## [Extrait choisi]
^^^^

Pour nous autres cependant, le moindre hasard suffit à nous rendre parfaitement malheureux ; le parfait bonheur, rien sur terre ne nous le peut donner. Quoi qu’on dise, le moment le plus heureux de l’homme heureux est encore celui où il s’endort, comme l’instant le plus malheureux de la vie de l’homme malheureux est celui de son réveil. Au surplus, une preuve indirecte, mais certaine, de ce que les hommes se sentent malheureux et, en conséquence, le sont, est encore fournie par l’envie féroce, innée en chacun de nous, qui, dans toutes les circonstances de la vie, éclate au sujet de quelque supériorité que ce soit, et ne peut retenir son venin. Le sentiment qu’ils ont d’être malheureux empêche les hommes de supporter la vie d’un soi-disant heureux : celui qui se sent momentanément heureux voudrait aussitôt répandre le bonheur tout autour de soi, et dit :

Que tout le monde ici soit heureux de ma joie.

Si la vie était en soi un bien précieux et décidément préférable au non-être, la porte de sortie n’aurait pas besoin d’en être occupée par des gardiens aussi effroyables que la mort et ses terreurs. Mais qui consentirait à persévérer dans l’existence, telle qu’elle est, si la mort était moins redoutable ? — Et, si la vie n’était que joie, qui pourrait aussi endurer la seule pensée de la mort ! — Mais, dans notre situation présente, elle a toujours du moins ce bon côté d’être la fin de la vie, et nous nous consolons des souffrances de la vie par la mort, et de la mort par les souffrances de la vie. La vérité est qu’elles sont toutes deux inséparablement liées, et constituent pour nous un état d’erreur, d’où il est aussi difficile que désirable de revenir.

^^^^

## [Données enregistrées]
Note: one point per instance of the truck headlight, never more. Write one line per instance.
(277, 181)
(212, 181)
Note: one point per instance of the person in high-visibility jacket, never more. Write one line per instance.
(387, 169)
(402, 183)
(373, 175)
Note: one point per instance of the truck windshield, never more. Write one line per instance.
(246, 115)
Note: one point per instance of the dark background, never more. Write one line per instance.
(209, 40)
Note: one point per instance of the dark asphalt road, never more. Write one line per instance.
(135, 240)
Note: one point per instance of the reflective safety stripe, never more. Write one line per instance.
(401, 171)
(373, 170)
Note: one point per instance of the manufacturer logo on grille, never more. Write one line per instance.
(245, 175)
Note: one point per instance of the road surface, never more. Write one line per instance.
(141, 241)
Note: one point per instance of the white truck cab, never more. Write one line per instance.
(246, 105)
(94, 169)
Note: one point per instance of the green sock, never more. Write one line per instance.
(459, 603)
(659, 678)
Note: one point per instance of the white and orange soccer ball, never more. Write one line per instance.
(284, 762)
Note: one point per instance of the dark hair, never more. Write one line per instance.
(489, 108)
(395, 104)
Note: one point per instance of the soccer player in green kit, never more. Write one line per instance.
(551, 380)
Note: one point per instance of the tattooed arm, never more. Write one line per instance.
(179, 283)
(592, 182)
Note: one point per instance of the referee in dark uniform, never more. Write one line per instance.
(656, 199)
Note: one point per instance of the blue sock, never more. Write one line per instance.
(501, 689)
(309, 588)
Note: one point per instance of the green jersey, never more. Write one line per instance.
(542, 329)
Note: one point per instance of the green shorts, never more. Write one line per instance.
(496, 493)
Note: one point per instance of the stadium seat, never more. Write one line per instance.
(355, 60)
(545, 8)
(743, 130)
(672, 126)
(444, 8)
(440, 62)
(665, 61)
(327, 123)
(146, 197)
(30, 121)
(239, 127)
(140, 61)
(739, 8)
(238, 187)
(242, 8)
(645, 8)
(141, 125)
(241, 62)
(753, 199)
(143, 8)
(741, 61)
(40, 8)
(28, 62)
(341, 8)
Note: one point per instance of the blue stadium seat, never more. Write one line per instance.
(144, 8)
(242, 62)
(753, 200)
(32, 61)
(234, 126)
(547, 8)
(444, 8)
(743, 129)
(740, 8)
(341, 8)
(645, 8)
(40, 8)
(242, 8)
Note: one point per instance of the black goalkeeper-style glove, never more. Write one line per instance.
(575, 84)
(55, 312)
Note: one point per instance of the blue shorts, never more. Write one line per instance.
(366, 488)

^^^^

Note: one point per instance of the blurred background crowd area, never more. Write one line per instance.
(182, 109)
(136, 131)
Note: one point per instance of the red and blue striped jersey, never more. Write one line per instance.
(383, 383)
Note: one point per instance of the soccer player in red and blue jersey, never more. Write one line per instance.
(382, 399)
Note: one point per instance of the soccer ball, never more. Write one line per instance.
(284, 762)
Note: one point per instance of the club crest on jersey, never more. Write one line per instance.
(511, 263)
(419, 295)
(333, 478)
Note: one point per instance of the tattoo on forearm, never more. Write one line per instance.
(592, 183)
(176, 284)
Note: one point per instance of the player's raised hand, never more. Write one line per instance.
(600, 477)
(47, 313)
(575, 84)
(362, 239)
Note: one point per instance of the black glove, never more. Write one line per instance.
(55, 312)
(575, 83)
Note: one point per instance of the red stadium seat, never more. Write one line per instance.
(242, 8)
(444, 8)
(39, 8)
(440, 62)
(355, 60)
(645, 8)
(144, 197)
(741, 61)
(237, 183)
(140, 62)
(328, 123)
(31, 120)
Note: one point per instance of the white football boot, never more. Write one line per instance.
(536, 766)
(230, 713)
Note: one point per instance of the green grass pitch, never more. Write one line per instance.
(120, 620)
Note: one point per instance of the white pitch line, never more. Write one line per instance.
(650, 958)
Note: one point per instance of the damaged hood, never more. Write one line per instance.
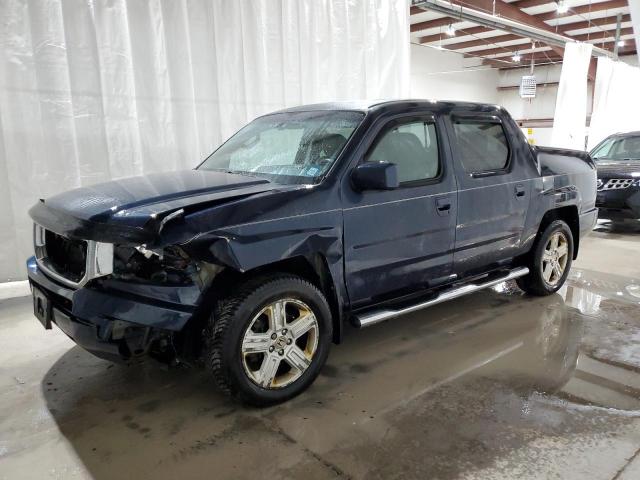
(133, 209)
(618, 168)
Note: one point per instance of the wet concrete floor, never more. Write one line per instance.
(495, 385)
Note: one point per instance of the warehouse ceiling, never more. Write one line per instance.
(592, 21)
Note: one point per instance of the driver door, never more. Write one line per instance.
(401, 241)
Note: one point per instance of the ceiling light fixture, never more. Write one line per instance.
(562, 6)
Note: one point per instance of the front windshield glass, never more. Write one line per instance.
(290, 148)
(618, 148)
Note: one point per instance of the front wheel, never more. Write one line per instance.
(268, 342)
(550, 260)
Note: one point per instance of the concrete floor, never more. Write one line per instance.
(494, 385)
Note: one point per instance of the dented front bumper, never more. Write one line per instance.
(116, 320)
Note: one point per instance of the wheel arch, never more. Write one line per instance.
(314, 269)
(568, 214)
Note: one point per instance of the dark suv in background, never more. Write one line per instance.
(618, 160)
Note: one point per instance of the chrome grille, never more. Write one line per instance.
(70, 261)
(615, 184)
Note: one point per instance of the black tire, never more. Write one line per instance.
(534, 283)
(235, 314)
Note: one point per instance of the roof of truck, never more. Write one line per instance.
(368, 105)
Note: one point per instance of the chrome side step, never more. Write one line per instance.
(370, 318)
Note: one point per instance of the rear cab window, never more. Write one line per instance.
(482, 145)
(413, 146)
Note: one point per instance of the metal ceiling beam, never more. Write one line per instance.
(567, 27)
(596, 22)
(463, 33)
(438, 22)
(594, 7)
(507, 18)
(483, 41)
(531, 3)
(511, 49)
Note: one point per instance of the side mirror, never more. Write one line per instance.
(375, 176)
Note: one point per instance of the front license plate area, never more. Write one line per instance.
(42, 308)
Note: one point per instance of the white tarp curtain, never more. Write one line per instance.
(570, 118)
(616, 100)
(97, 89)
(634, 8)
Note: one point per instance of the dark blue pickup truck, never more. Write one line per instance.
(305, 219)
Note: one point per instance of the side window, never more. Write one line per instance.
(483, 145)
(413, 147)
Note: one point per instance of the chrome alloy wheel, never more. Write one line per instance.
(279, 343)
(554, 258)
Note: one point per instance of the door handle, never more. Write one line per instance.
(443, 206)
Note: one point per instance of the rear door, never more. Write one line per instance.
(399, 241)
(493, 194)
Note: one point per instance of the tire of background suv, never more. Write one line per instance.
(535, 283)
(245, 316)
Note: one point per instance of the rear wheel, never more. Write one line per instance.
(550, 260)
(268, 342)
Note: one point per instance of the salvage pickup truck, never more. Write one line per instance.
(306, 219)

^^^^

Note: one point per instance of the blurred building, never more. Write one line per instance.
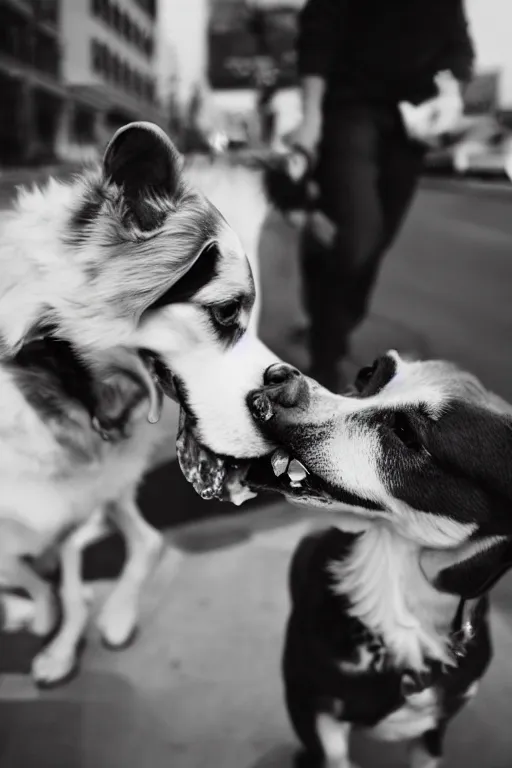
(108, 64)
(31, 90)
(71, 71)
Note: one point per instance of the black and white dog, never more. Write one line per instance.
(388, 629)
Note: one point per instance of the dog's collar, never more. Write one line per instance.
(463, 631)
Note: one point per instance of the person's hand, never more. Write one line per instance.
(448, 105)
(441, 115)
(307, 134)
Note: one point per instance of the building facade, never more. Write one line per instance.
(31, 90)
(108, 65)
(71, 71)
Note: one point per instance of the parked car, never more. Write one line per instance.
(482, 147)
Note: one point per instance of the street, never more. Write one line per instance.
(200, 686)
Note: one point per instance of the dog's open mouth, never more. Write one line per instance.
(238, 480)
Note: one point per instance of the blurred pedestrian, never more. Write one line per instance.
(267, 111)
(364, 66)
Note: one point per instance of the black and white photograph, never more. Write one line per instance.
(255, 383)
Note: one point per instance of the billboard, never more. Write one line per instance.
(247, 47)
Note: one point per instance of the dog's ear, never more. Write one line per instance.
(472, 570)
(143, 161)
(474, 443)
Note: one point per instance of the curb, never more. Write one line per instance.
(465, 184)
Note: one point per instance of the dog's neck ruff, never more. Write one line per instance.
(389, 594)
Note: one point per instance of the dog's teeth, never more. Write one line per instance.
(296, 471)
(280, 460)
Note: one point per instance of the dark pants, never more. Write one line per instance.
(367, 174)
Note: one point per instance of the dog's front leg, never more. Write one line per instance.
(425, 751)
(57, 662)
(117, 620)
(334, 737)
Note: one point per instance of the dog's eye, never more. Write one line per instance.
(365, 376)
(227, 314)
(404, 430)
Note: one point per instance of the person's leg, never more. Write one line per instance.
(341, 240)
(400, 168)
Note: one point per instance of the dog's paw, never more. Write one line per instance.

^^^^

## [Exercices proposés]
• 1. Répondez aux questions suivantes d'après l'extrait.
(a) Quel est, selon l'extrait, le moment le plus heureux de l'homme heureux ?
(b) Quels gardiens occupent la porte de sortie de la vie ?
(c) Par quoi nous consolons-nous des souffrances de la vie ?
• 2. Recopiez le passage de l'extrait allant de « Que tout le » jusqu'à « désirable de revenir. » inclus, en remplaçant « joie » par « allégresse ».

## [Réponses aux exercices]
• 1.
(a) C'est celui où il s'endort.
(b) Ce sont la mort et ses terreurs.
(c) Nous nous en consolons par la mort.

• 2.
Que tout le monde ici soit heureux de ma allégresse.

Si la vie était en soi un bien précieux et décidément préférable au non-être, la porte de sortie n’aurait pas besoin d’en être occupée par des gardiens aussi effroyables que la mort et ses terreurs. Mais qui consentirait à persévérer dans l’existence, telle qu’elle est, si la mort était moins redoutable ? — Et, si la vie n’était que allégresse, qui pourrait aussi endurer la seule pensée de la mort ! — Mais, dans notre situation présente, elle a toujours du moins ce bon côté d’être la fin de la vie, et nous nous consolons des souffrances de la vie par la mort, et de la mort par les souffrances de la vie. La vérité est qu’elles sont toutes deux inséparablement liées, et constituent pour nous un état d’erreur, d’où il est aussi difficile que désirable de revenir.